-- START OF Selected passage --

I am adding the tests and updating the patch.

Robin Anil | Software Engineer | +1 312 869 2602 | Google Inc.


On Mon, Apr 15, 2013 at 1:03 PM, Robin Anil <[email protected]> wrote:

> You can re-iterate if the state is in iteration. But you cannot write.
>
> This is what is happening:
>
> One of the values are becoming 0. So Vector tries to remove it from the
> underlying hashmap. This changes the layout, if a vector has to be mutated
> while iterating, we have to set 0 value in the hashmap and not remove it
> like what the Vector layer is doing. This adds another complexity, the
> vector iterator has to deal with skipping over elements with 0 value.
>
>
> Try this
>
> Create a vector of length 13 and set the following values.
>
>
>    1.     double[] val = new double[] { 0, 2, 0, 0, 8, 3, 0, 6, 0, 1, 1,
>    2, 1 };
>    2.     for (int i = 0; i < val.length; ++i) {
>    3.       vector.set(i, val[i]);
>    4.     }
>
> Iterate again and while iterating set one of the values as zero.

-- END OF Selected passage --

* **Aim 1**: Reproduce the records as a numbered list, from the line containing "target: sea" through the end of the records, both ends inclusive, leaving out blank lines.

-- START OF Extracted records --

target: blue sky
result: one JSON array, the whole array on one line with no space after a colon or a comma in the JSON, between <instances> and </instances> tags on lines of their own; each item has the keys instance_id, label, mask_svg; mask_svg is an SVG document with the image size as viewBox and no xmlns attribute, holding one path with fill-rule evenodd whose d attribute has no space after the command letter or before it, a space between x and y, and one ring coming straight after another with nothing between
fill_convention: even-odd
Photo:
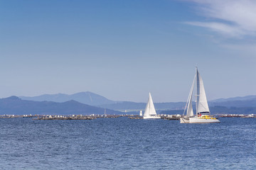
<instances>
[{"instance_id":1,"label":"blue sky","mask_svg":"<svg viewBox=\"0 0 256 170\"><path fill-rule=\"evenodd\" d=\"M256 2L0 0L0 97L90 91L186 101L256 94Z\"/></svg>"}]
</instances>

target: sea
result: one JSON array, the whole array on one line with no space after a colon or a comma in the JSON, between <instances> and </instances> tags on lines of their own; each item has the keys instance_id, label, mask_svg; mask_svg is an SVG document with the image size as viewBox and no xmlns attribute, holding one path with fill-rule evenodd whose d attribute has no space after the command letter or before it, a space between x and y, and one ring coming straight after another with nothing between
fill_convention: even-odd
<instances>
[{"instance_id":1,"label":"sea","mask_svg":"<svg viewBox=\"0 0 256 170\"><path fill-rule=\"evenodd\" d=\"M0 119L0 169L256 169L256 118Z\"/></svg>"}]
</instances>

-- END OF Extracted records --

* **Aim 2**:
Answer these about the message on vector iteration:
(a) What is the sender adding while updating the patch?
(b) What does Vector try to do when one of the values becomes 0?
(c) What length of vector does the message say to create?

* **Correct output 1**:
1. target: sea
2. result: one JSON array, the whole array on one line with no space after a colon or a comma in the JSON, between <instances> and </instances> tags on lines of their own; each item has the keys instance_id, label, mask_svg; mask_svg is an SVG document with the image size as viewBox and no xmlns attribute, holding one path with fill-rule evenodd whose d attribute has no space after the command letter or before it, a space between x and y, and one ring coming straight after another with nothing between
3. fill_convention: even-odd
4. <instances>
5. [{"instance_id":1,"label":"sea","mask_svg":"<svg viewBox=\"0 0 256 170\"><path fill-rule=\"evenodd\" d=\"M0 119L0 169L256 169L256 118Z\"/></svg>"}]
6. </instances>

* **Correct output 2**:
(a) The tests.
(b) It tries to remove that value from the underlying hashmap.
(c) A length of 13.